- [Problem description]
Where a picture occurs in the data, omit it, and copy all remaining data exactly.

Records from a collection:

____________________

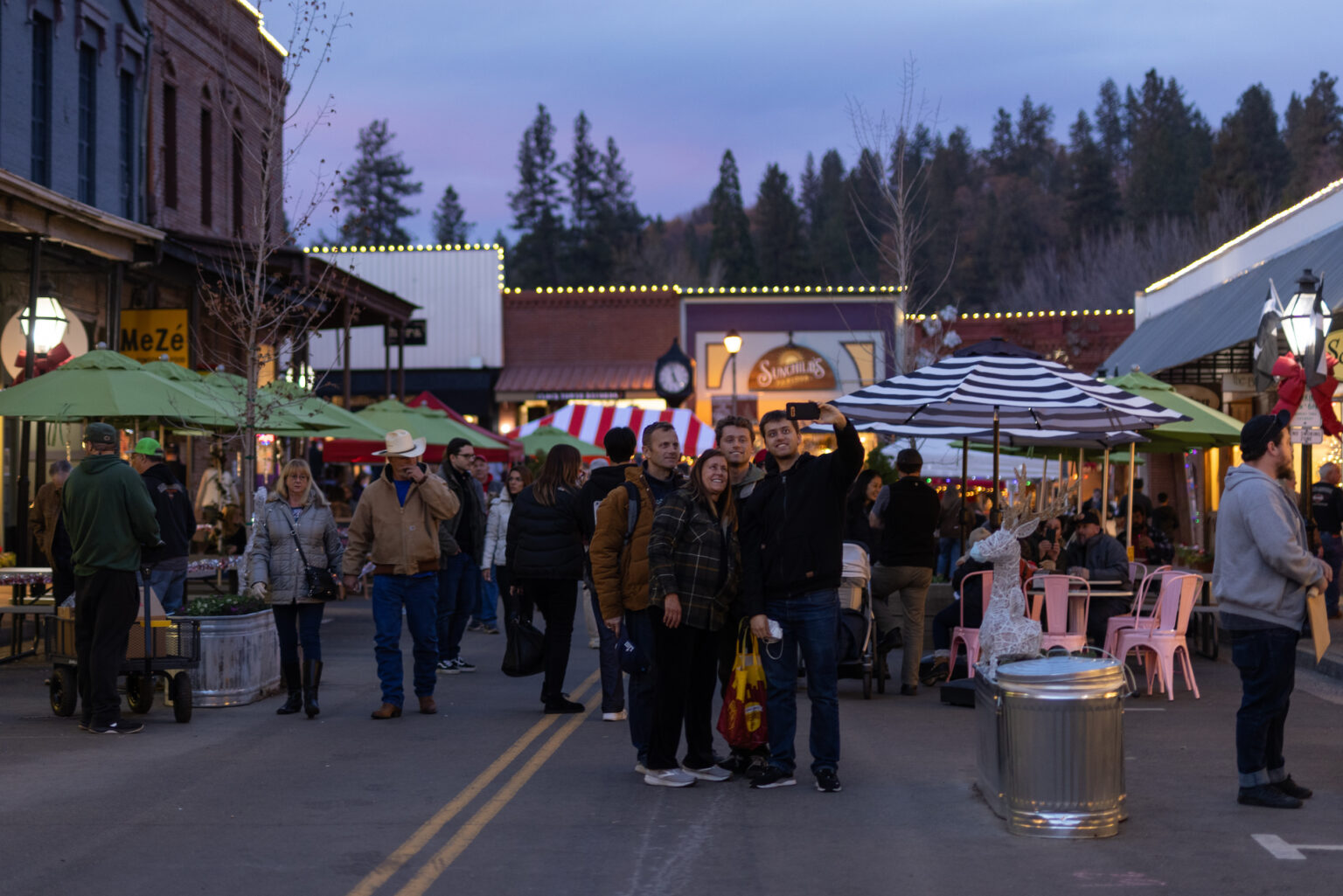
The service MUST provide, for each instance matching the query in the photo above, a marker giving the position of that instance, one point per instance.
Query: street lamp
(52, 322)
(732, 342)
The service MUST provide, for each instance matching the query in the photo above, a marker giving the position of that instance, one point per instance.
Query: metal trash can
(1061, 746)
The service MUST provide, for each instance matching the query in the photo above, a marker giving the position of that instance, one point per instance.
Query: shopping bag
(524, 655)
(743, 719)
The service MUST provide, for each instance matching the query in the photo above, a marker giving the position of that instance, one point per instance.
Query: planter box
(240, 660)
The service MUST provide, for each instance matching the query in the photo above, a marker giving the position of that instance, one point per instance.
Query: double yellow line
(441, 860)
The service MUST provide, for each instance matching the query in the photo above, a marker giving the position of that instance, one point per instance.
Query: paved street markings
(1279, 848)
(442, 858)
(435, 823)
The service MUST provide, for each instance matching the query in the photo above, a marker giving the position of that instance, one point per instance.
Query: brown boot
(387, 711)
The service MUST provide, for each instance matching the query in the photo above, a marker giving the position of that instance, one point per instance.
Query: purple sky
(676, 84)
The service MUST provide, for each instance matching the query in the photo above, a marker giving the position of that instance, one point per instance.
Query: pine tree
(778, 232)
(1313, 137)
(450, 225)
(729, 245)
(373, 188)
(536, 207)
(1250, 163)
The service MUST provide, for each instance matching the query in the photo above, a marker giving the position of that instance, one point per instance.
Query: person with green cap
(109, 517)
(176, 524)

____________________

- [Answer to this task]
The service MUST provide, for each instance matching the query in the photo above, a marker giving the position of that instance, one point per instance.
Query: street lamp
(52, 322)
(732, 342)
The service MUST provide, for each instance matching the query in the photo above, a marker giving the position of that instance, one point per instance.
Query: metal trash can
(1061, 746)
The service MUST provide, for each instance matching the query in the photo above, a marker giving the position of that instance, one point per instance.
Query: shopping bag
(524, 655)
(743, 719)
The service MUST provide, for each instance matching the query in the photo above, a marker giving the position of that instance, one point per instance.
Query: planter box
(240, 660)
The service MUST provide, for each instance matching the query in the photo above, a marker giving the position of that instance, one point per instance.
Query: double yellow line
(441, 860)
The service MUST provide, for each instance matching the query in the photo above, a marker giving the position of that instance, one point per instance.
Query: paved street markings
(1279, 848)
(442, 858)
(435, 823)
The service MUST provide, for each instance matching the query in the photo above, a marker giving the position of that instance, one point per instance.
Query: brown boot
(387, 711)
The service MUST provide, for each instance matching the query in the photo above, a marker giving the position of that instance, one point per instance.
Query: purple sky
(676, 84)
The service MUST provide, for each instance matching the query in the photo above, a marker giving the position of that instance, one point per instance.
Query: pine tree
(778, 232)
(1313, 137)
(450, 225)
(729, 245)
(373, 188)
(536, 207)
(1250, 163)
The service MUST provide, for each instance matching the query in the photo above, a marker giving the position of that instance, one point per instance.
Query: person with green cap
(109, 517)
(176, 524)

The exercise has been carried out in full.